Starting at the line that contains "[tag] one dot per instance, sample [352,256]." and continuing through the end of the data, reproduce those lines with "black bow tie" changed to "black necktie" and everything else kept the same.

Items listed in a dataset
____

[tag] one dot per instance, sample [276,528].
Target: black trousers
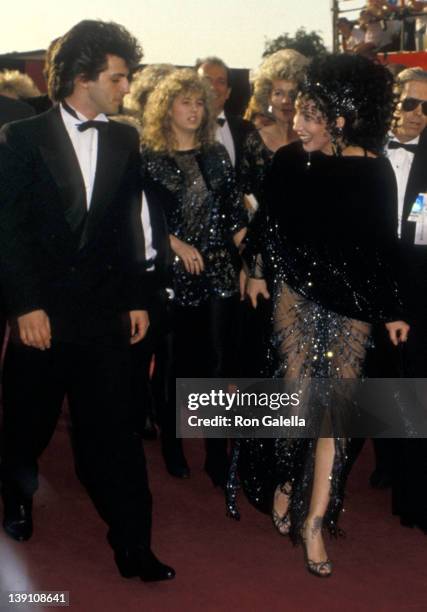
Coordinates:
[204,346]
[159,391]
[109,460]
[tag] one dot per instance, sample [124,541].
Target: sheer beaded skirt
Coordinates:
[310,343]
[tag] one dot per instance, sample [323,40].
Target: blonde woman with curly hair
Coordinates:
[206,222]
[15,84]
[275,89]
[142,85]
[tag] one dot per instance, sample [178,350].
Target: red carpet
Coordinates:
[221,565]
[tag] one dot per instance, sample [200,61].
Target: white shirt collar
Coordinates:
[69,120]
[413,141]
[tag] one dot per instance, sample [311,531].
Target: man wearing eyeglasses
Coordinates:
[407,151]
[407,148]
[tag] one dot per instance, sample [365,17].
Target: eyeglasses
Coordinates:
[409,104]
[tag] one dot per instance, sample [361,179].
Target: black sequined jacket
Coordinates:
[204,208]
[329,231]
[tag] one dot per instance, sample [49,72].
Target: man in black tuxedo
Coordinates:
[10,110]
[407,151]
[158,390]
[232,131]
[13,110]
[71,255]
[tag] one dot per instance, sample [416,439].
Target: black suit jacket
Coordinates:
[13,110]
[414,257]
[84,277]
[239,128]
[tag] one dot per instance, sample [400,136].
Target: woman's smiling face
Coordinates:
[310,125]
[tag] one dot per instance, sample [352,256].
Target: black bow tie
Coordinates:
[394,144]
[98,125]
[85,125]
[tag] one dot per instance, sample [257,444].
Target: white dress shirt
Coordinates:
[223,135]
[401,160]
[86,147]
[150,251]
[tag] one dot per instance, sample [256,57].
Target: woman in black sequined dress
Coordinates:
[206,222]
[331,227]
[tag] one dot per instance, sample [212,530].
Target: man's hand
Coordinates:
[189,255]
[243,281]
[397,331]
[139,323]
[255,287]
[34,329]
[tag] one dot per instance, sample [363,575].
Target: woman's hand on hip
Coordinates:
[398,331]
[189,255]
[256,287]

____

(FINISHED EXERCISE)
[tag] one dot per instance, sample [352,256].
Target: black necktie
Coordinates:
[394,144]
[98,125]
[85,125]
[tag] one dot per instance, sample [257,444].
Target: white dress shirt
Coordinates:
[223,135]
[401,160]
[86,147]
[150,251]
[tag] one dot per instance, sample [256,57].
Target: woman in black sequined dress
Coordinates:
[206,222]
[331,227]
[tag] one dot per instance, sample [212,530].
Target: man's hand
Coordinates:
[189,255]
[243,281]
[397,331]
[139,323]
[255,287]
[34,329]
[tag] one dot per instance, sample [363,575].
Target: woman's hand on hip
Coordinates:
[398,331]
[189,255]
[256,287]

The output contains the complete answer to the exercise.